» **TASK GOAL**
Reproduce the data below verbatim, from the line containing "the rear windshield" through the line containing "x=464 y=597", including both of those lines.

» **RECORDS FOR PROCESSING**

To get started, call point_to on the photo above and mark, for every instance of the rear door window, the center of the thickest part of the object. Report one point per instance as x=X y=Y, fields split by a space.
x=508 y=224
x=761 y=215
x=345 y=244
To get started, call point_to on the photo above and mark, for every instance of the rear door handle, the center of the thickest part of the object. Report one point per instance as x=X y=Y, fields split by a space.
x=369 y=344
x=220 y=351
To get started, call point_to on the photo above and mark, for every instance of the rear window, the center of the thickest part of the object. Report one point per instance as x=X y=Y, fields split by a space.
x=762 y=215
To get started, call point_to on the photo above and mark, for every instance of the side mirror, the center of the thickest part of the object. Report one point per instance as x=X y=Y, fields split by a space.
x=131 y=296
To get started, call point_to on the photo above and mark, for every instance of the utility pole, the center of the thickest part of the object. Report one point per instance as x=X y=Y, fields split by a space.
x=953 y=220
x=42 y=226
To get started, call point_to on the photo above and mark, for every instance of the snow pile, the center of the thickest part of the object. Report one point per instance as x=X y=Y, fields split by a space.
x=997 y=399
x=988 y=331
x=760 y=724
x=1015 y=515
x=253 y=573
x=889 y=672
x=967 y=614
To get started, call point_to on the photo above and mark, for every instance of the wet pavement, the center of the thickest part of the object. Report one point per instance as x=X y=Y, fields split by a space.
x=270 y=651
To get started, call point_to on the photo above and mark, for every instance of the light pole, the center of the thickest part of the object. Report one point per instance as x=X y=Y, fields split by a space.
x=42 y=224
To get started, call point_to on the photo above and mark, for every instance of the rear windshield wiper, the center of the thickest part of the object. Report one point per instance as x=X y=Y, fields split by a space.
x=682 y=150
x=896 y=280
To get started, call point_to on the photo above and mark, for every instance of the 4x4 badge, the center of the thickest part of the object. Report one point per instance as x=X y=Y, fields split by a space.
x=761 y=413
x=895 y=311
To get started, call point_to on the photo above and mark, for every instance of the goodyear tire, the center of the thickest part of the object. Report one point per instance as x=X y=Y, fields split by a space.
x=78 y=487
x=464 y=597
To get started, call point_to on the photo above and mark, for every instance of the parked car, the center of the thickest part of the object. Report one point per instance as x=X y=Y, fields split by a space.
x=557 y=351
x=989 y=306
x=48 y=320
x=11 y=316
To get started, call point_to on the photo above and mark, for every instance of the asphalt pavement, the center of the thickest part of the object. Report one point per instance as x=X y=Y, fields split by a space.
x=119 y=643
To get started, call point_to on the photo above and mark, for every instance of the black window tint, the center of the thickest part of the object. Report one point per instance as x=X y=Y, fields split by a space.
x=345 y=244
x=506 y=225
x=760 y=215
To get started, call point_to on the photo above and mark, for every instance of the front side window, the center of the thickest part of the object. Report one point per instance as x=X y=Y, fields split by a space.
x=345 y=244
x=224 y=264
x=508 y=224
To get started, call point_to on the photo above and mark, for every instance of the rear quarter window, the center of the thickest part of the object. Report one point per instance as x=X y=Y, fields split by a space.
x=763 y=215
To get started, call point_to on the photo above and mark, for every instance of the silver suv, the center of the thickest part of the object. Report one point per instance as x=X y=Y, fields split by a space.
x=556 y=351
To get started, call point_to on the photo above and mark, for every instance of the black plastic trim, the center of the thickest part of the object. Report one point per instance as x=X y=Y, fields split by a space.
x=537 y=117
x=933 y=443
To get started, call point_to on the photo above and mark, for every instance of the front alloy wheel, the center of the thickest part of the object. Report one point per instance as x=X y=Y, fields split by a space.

» **RESPONSE TO THE EXERCISE**
To get started, call point_to on the photo above and mark, for every instance of the rear windshield wiper, the center of the thickest part of the object. Report one point per instance as x=X y=Y, fields split by a space.
x=682 y=150
x=896 y=280
To get started, call point_to on the photo above and mark, for every instance of the 4x4 badge, the center of the thickest part of the object. Report one point per instance as x=X y=Y, fields split by a space.
x=761 y=413
x=895 y=311
To get started, call point_to on the photo above and mark, for every instance of the goodyear tire, the center of the thickest part of the object. Report one point per instance as x=X y=Y, fields split by a space.
x=78 y=487
x=464 y=597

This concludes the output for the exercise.